- **GOAL**
All entries below need to be written out exactly, but without their pictures.

- **Data extracted from a collection**

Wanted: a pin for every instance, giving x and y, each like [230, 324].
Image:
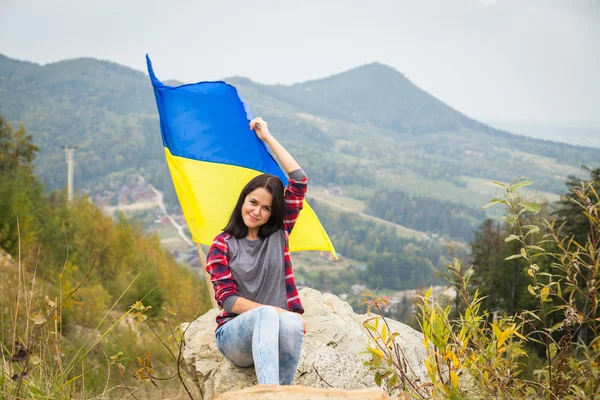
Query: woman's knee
[290, 323]
[268, 313]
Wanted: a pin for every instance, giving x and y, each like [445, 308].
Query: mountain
[369, 130]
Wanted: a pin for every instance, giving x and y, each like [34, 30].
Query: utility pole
[69, 150]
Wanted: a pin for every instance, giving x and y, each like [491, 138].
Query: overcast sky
[522, 60]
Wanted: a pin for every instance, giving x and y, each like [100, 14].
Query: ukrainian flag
[212, 154]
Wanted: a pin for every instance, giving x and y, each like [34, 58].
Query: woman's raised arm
[262, 131]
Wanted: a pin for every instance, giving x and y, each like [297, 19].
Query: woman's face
[256, 210]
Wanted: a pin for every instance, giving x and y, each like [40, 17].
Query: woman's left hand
[261, 128]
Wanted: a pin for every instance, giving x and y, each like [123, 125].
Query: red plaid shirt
[217, 262]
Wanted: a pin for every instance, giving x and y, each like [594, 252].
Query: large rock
[273, 392]
[330, 353]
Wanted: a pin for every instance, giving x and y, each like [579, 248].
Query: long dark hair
[236, 226]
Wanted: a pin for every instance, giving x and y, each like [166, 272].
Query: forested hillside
[76, 266]
[367, 130]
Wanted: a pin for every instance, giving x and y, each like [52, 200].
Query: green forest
[75, 275]
[368, 130]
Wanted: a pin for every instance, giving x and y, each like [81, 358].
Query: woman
[250, 268]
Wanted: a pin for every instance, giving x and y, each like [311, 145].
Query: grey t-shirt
[258, 267]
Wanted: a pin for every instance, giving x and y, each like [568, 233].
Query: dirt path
[402, 230]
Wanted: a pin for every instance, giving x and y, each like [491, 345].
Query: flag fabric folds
[212, 154]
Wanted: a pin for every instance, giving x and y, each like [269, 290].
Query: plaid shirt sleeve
[294, 196]
[217, 265]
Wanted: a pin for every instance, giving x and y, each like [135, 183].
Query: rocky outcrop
[273, 392]
[331, 352]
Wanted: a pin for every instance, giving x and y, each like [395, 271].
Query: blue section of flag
[208, 121]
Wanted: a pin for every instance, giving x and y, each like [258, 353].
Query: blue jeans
[267, 339]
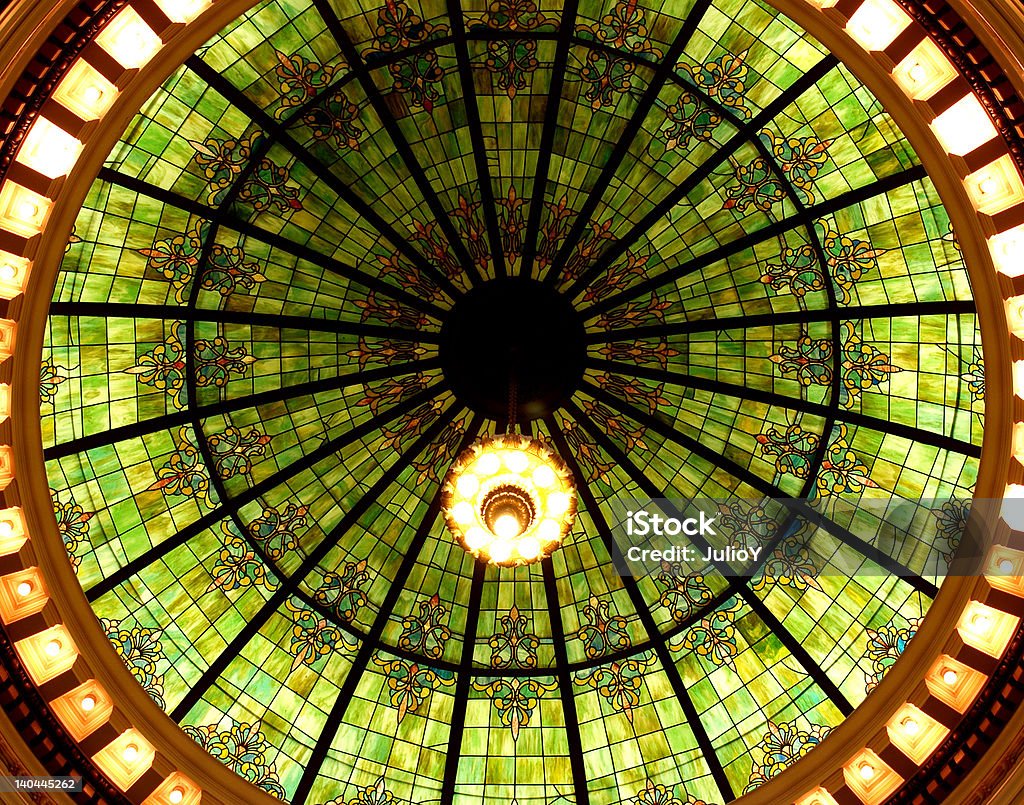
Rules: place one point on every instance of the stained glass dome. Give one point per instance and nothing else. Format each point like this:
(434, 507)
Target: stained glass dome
(732, 279)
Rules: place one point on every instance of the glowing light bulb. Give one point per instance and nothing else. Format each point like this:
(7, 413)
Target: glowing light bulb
(182, 10)
(501, 550)
(464, 513)
(92, 94)
(529, 548)
(28, 211)
(129, 39)
(544, 476)
(507, 526)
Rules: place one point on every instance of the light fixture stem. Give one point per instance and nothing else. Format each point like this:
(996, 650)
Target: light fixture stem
(513, 394)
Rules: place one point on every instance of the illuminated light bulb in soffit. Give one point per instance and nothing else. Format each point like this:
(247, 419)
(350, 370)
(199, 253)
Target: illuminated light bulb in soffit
(509, 499)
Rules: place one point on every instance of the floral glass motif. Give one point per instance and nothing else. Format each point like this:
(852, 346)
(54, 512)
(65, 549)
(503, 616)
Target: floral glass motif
(244, 749)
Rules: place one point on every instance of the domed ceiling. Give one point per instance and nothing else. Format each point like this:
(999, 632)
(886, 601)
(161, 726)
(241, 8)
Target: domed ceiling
(723, 272)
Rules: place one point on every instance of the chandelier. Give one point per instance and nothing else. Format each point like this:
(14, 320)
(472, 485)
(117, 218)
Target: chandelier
(509, 500)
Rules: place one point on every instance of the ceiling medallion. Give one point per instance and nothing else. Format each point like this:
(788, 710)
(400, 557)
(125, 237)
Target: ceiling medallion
(509, 500)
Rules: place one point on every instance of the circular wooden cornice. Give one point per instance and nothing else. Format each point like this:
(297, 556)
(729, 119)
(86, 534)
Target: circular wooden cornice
(982, 746)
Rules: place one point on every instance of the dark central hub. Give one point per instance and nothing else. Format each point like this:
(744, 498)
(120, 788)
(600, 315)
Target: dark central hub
(513, 331)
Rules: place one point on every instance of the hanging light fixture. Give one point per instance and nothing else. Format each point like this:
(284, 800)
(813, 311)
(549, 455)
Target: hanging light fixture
(509, 499)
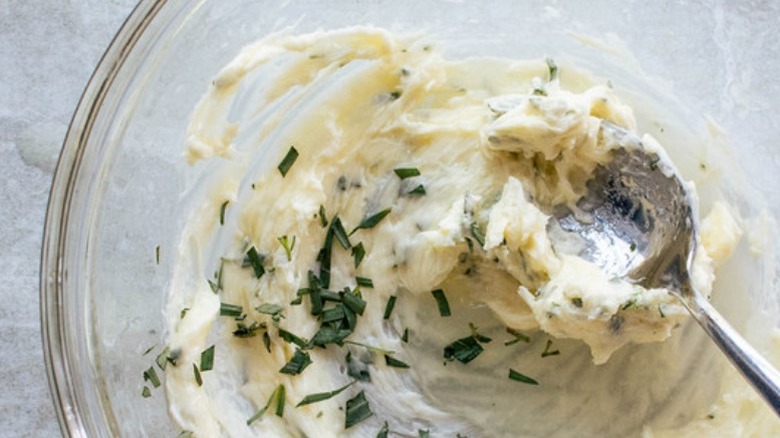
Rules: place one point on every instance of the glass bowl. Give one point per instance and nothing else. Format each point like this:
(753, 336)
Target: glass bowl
(119, 198)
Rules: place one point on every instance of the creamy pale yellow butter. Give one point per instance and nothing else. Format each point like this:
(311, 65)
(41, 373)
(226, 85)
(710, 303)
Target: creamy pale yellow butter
(497, 143)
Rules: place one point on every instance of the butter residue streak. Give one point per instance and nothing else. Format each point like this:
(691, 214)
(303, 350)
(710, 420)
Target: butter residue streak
(497, 144)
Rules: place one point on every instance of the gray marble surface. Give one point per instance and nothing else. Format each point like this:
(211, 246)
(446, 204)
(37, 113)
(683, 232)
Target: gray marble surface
(48, 49)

- **ANSWER BELOW**
Wanted: a pin for every instance, giving x and y, each like [230, 324].
Image:
Query: woman's knee
[290, 323]
[268, 313]
Wanted: a pin for every instance, giving x and y, each like [445, 308].
Query: mountain
[369, 130]
Wanted: a pin for every instance, giving x and y, each like [34, 30].
Query: utility pole
[69, 150]
Wanted: a pin for every instance, giving x and y, each like [491, 138].
Query: overcast sky
[522, 60]
Wanted: a pin for every instance, giving x and y, each like [100, 14].
Query: ukrainian flag
[212, 154]
Wanted: a pin for every instance, giving x and y, each like [34, 58].
Query: woman's raised arm
[262, 131]
Wanted: a pin for every instance, giving x and y, each like [297, 19].
Query: woman's face
[256, 210]
Wanted: a pin for every instance, giving x and y, each like [40, 17].
Query: woman's left hand
[261, 128]
Wanted: a pin for every instance, giving x and y, each like [123, 125].
Query: red plaid shirt
[217, 262]
Wanted: a pin for every instance, giving x and y, each like [594, 252].
Query: large rock
[273, 392]
[330, 353]
Wanted: a pin for every instance, giving x and y, each like [579, 248].
Query: long dark hair
[236, 226]
Wanted: a pin for every instance, giving x and y, each like [166, 272].
Query: forested hillside
[76, 266]
[367, 130]
Wanted: a pin for every instance, giving x and y, each like [52, 200].
Query: green forest
[75, 275]
[368, 130]
Wanted: a pin for every instance, giving x and y, each like [81, 358].
Query: woman
[250, 268]
Wanted: a pin for every instance, giving x and y, each like [311, 145].
Query: grey t-shirt
[258, 267]
Wanted: a pin for every instance, giving x and y, each like [568, 233].
Query: dirt path
[402, 230]
Wanted: a pin for every instance, giving x and y, each like [491, 345].
Query: flag fabric folds
[212, 154]
Wanted: a pin for every instance, giving x and y, each like [269, 290].
Query: plaid shirt sleeve
[294, 196]
[217, 265]
Wanted: a pin for every instance, giving x and y, each like [135, 183].
Query: rocky outcrop
[273, 392]
[331, 352]
Wanted: a pin for every instance, giving x and y, each like [395, 271].
Query: blue section of flag
[208, 121]
Wanted: a pin for every instance, giving x and y, each like [258, 353].
Query: blue jeans
[267, 339]
Rules: place one point on every instance of the stained glass dome. Give one point per instance and nothing else. Format each point like this:
(434, 507)
Target: stained glass dome
(732, 279)
Rules: place one point on every instance of the glowing light bulb. Give one point per instance and nothing else. Format each point like this:
(7, 413)
Target: glowing light bulb
(182, 10)
(501, 550)
(464, 513)
(92, 94)
(529, 548)
(28, 211)
(129, 39)
(544, 476)
(507, 526)
Rules: place one point on every instance of the light fixture stem. Give one point per instance and nothing else. Format each point like this:
(996, 650)
Target: light fixture stem
(513, 394)
Rules: place one point on every instance of the illuminated light bulb in soffit. Give one point per instance and nothing else. Format each point like this:
(247, 419)
(350, 370)
(199, 253)
Target: illuminated light bulb in soffit
(509, 499)
Rules: place one point on every instance of the floral glass motif. Give one point per instance and nothing else. Format each point like this:
(852, 346)
(54, 512)
(65, 549)
(503, 616)
Target: floral glass motif
(244, 749)
Rules: place one point on every instance of the domed ceiling. Give one point per instance and nothing else. Format each point like this:
(999, 632)
(886, 601)
(161, 726)
(241, 8)
Target: domed ceiling
(723, 272)
Rules: place one point on every instance of the chandelier. Give one point per instance and nothing else. Format each point like this:
(14, 320)
(472, 485)
(117, 218)
Target: chandelier
(509, 500)
Rules: place one point on every instance of the ceiling medallion. Give one point per instance and nothing else. Format each point like this:
(788, 710)
(400, 557)
(125, 237)
Target: ceiling medallion
(509, 500)
Rules: place one point on every instance of the circular wooden cornice. Give one point per instance and nothing else. Format each point like this:
(297, 556)
(729, 119)
(86, 534)
Target: circular wooden cornice
(982, 746)
Rules: place one point on every instance of the dark central hub. Give one point per instance and nothing else. Format each point like this:
(744, 498)
(120, 788)
(600, 315)
Target: dark central hub
(513, 331)
Rules: place one point on every instance of the hanging light fixture. Give one point per instance and nothing else. Format each point like this:
(284, 800)
(813, 311)
(549, 455)
Target: hanging light fixture
(509, 499)
Rules: place one point on every instance of the glass bowl. Give one point per instance and nothing else. Format each point like this:
(753, 336)
Target: glass bowl
(119, 198)
Rules: place one point on every instance of the creamy pale yellow butter. Give one point per instance and nothing else. Format each point like this:
(311, 65)
(41, 373)
(226, 85)
(710, 303)
Target: creamy pale yellow butter
(497, 143)
Rules: place one point on every instance of the butter residue streak. Give one point per instance and nothing else. Format each point like this:
(691, 214)
(303, 350)
(710, 420)
Target: butter residue streak
(497, 144)
Rules: place one point on every instance of the gray marble surface. Give one point per instance and nothing else. Format each point like this:
(211, 246)
(446, 204)
(37, 113)
(683, 232)
Target: gray marble surface
(48, 49)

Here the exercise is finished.